Work to complete: Print the part of the rows below that opens with the line containing "task: trace the outline of the thick fur coat" and runs through the end of the rows, both ends included, copying each line verbatim.

Source material:

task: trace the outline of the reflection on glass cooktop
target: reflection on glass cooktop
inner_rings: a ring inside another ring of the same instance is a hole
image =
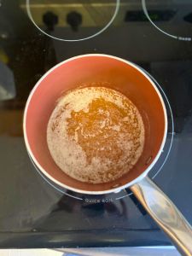
[[[60,191],[27,155],[22,115],[31,90],[56,63],[88,53],[133,61],[162,88],[174,130],[169,111],[165,153],[150,175],[192,224],[191,9],[187,0],[1,2],[0,247],[169,244],[129,189]]]

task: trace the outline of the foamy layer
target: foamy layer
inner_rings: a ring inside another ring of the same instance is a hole
[[[59,100],[47,127],[47,143],[57,166],[82,182],[114,180],[138,160],[144,125],[136,106],[121,93],[88,87]]]

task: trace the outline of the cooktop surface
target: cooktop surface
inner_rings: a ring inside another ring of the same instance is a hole
[[[131,61],[158,86],[168,131],[149,176],[192,224],[191,38],[190,0],[0,1],[0,247],[170,245],[129,189],[63,190],[26,153],[31,90],[55,64],[89,53]]]

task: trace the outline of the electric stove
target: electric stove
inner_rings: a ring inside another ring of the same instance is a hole
[[[190,0],[0,1],[0,247],[171,244],[129,189],[64,190],[26,153],[31,90],[55,64],[89,53],[131,61],[156,84],[168,131],[149,176],[192,224],[191,23]]]

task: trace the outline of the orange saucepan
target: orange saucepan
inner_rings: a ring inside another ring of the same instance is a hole
[[[46,131],[55,102],[63,92],[81,84],[94,86],[101,83],[123,93],[137,106],[145,127],[145,144],[141,157],[129,172],[112,182],[92,184],[67,176],[56,166],[48,149]],[[158,89],[137,65],[112,55],[95,54],[76,56],[56,65],[32,90],[23,128],[28,154],[49,179],[64,189],[84,194],[111,193],[130,187],[179,251],[192,255],[191,227],[147,176],[162,152],[167,116]]]

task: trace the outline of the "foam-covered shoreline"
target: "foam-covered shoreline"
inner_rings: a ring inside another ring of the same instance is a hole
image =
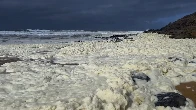
[[[155,95],[196,80],[195,44],[142,33],[116,43],[0,45],[1,55],[22,60],[0,67],[0,109],[171,110],[155,107]],[[151,81],[135,84],[135,71]],[[195,108],[188,99],[181,109]]]

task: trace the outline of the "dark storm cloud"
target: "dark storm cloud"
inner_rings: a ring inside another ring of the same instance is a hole
[[[145,30],[195,6],[195,0],[0,0],[0,29]]]

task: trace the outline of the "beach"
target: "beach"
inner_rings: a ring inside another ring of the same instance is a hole
[[[196,40],[130,37],[0,45],[0,110],[195,110],[188,98],[179,108],[155,103],[196,81]]]

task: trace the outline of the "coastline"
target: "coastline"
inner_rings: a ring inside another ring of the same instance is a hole
[[[196,81],[195,44],[195,39],[142,33],[134,41],[0,45],[1,55],[21,59],[0,67],[6,72],[0,71],[0,109],[170,110],[155,107],[155,95],[179,93],[175,86]],[[135,71],[150,81],[134,83]],[[181,109],[195,108],[188,99]]]

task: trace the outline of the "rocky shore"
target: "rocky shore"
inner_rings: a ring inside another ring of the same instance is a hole
[[[170,38],[185,39],[196,38],[196,12],[169,23],[161,29],[150,29],[145,33],[159,33],[171,35]]]

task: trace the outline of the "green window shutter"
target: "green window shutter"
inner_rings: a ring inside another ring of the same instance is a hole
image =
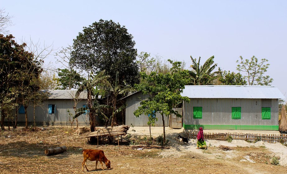
[[[271,119],[271,108],[262,108],[261,111],[262,120],[270,120]]]
[[[231,119],[241,119],[241,107],[232,107],[231,108]]]
[[[48,113],[49,114],[52,114],[52,105],[49,104],[48,105]]]
[[[202,107],[193,107],[193,118],[201,119],[202,118]]]

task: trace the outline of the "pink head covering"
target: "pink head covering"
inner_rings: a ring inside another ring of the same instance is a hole
[[[197,140],[200,140],[200,139],[201,139],[202,140],[202,141],[204,140],[203,138],[203,129],[202,129],[202,127],[200,127],[199,128],[199,131],[198,132],[198,133],[197,134]]]

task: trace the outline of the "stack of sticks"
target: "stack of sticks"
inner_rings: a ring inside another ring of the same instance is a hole
[[[123,125],[119,126],[109,127],[96,130],[95,132],[87,132],[82,134],[80,137],[89,138],[99,136],[118,136],[124,135],[127,134],[130,127]]]
[[[132,149],[137,149],[139,148],[142,148],[143,149],[168,149],[170,148],[169,147],[157,146],[155,145],[149,145],[146,144],[139,144],[131,146]]]

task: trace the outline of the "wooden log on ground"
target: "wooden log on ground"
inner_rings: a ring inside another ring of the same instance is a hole
[[[226,146],[224,146],[223,145],[219,145],[219,146],[218,146],[218,147],[219,148],[219,149],[220,149],[223,150],[225,150],[225,151],[226,151],[227,150],[231,150],[233,149],[230,147]]]
[[[45,154],[47,155],[51,155],[61,153],[67,150],[67,147],[66,146],[62,146],[56,148],[50,148],[45,150]]]
[[[142,148],[143,149],[169,149],[169,147],[157,146],[155,145],[147,145],[145,144],[139,144],[131,146],[132,149],[137,149],[139,148]]]

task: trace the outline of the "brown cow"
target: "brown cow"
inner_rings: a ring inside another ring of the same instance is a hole
[[[102,162],[104,162],[106,166],[108,169],[111,168],[111,162],[110,160],[108,160],[106,157],[105,156],[104,151],[101,150],[92,150],[91,149],[86,149],[82,151],[83,156],[84,157],[84,161],[82,163],[82,169],[83,172],[84,172],[84,165],[85,165],[87,171],[89,172],[88,168],[87,168],[87,160],[90,161],[96,161],[96,170],[97,170],[97,166],[98,165],[98,161],[99,161],[101,164],[102,165],[102,168],[104,170],[104,166],[103,166]]]

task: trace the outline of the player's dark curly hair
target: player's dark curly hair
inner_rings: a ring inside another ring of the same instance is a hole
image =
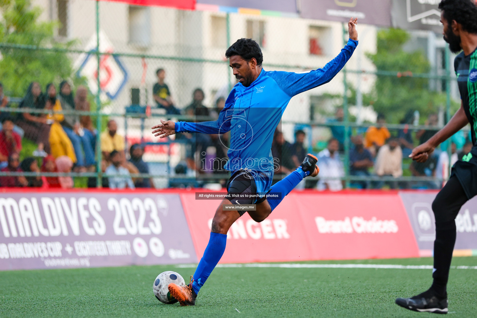
[[[251,39],[240,39],[232,44],[225,52],[225,57],[228,59],[234,55],[239,55],[246,61],[252,58],[257,60],[257,65],[261,66],[263,62],[263,55],[259,43]]]
[[[439,9],[449,23],[456,20],[464,31],[477,33],[477,5],[472,0],[442,0]]]

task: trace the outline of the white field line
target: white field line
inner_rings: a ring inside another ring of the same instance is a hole
[[[176,266],[179,268],[195,268],[196,264],[179,264]],[[216,267],[222,268],[261,267],[270,268],[376,268],[392,269],[432,269],[431,265],[393,265],[380,264],[267,264],[250,263],[245,264],[218,264]],[[457,269],[477,269],[477,266],[451,266]]]

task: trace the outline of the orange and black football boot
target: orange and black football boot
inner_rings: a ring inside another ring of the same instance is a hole
[[[174,283],[169,284],[167,287],[171,295],[177,299],[181,306],[193,306],[196,304],[197,294],[192,289],[194,277],[190,277],[190,282],[187,286],[179,286]]]
[[[318,159],[316,157],[311,154],[308,154],[303,160],[303,162],[299,168],[301,168],[301,170],[305,172],[305,176],[310,175],[312,177],[316,177],[320,172],[320,168],[316,165],[316,163],[318,162]]]

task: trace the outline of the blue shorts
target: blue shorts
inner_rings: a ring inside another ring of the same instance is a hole
[[[273,171],[257,172],[238,170],[232,174],[227,183],[225,198],[233,204],[258,204],[264,201],[271,186]],[[244,196],[246,197],[244,197]],[[245,211],[239,211],[242,215]]]

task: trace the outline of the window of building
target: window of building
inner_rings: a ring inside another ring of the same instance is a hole
[[[327,55],[325,43],[330,41],[331,29],[330,28],[310,26],[309,30],[309,52],[312,55]]]
[[[210,19],[211,42],[216,48],[227,46],[227,21],[224,17],[212,16]]]
[[[57,18],[60,22],[58,35],[68,36],[68,0],[57,0]]]
[[[255,40],[261,47],[265,47],[266,43],[265,21],[259,20],[247,20],[247,37]]]
[[[141,103],[141,91],[139,88],[132,87],[131,89],[131,104],[139,105]]]
[[[151,44],[151,10],[147,7],[129,6],[129,44],[146,47]]]

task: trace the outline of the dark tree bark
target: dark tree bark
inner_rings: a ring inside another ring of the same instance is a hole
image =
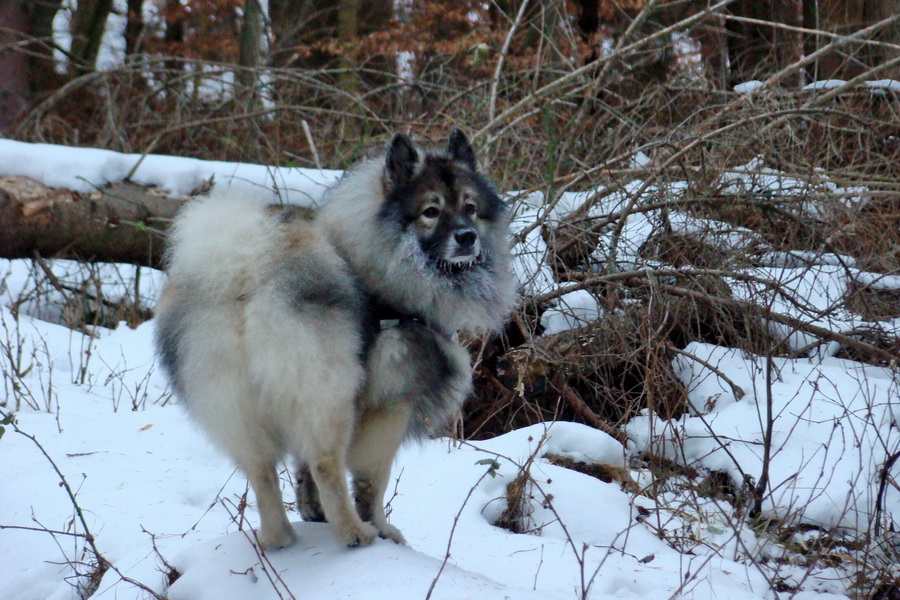
[[[804,0],[803,23],[810,29],[819,29],[839,35],[848,35],[900,14],[900,0]],[[830,40],[810,35],[806,38],[805,51],[809,54]],[[900,43],[900,22],[876,32],[872,39],[890,44]],[[895,49],[849,45],[829,52],[810,69],[812,79],[850,79],[898,56]],[[900,77],[900,67],[880,72],[878,79]]]
[[[30,28],[24,2],[7,2],[0,10],[0,133],[11,132],[28,108],[29,60],[21,45]]]

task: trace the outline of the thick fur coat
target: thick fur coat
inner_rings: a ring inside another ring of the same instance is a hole
[[[285,455],[304,518],[350,546],[403,541],[384,514],[391,462],[471,391],[456,332],[496,331],[512,309],[507,219],[461,132],[443,151],[395,136],[313,222],[227,193],[180,213],[157,350],[188,413],[247,475],[263,545],[295,539]]]

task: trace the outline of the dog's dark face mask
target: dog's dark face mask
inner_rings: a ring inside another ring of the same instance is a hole
[[[446,153],[417,150],[397,134],[385,167],[388,193],[382,215],[415,233],[429,264],[452,276],[489,261],[486,234],[505,206],[478,172],[464,133],[451,133]]]

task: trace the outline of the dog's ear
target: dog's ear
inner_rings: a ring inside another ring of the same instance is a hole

Answer to this problem:
task: trace the outline of the thick fur coat
target: thick fur coat
inner_rings: a ring inside another ring of the same instance is a hole
[[[285,455],[304,518],[350,546],[403,541],[384,514],[391,462],[471,391],[456,332],[496,331],[512,309],[507,219],[461,132],[443,151],[395,136],[313,222],[227,193],[180,213],[157,350],[188,413],[247,475],[263,545],[295,539]]]

task: trace the outline of the dog's dark face mask
target: dog's dark face mask
inner_rings: a ring inside another ring of the same instance is a hole
[[[446,153],[417,150],[397,134],[385,167],[388,193],[382,215],[415,233],[429,264],[452,276],[489,261],[486,234],[505,206],[478,172],[464,133],[451,133]]]

task: trace the outline of the dog's ear
target: dog's ear
inner_rings: a ring inside another ring of the same instance is a hole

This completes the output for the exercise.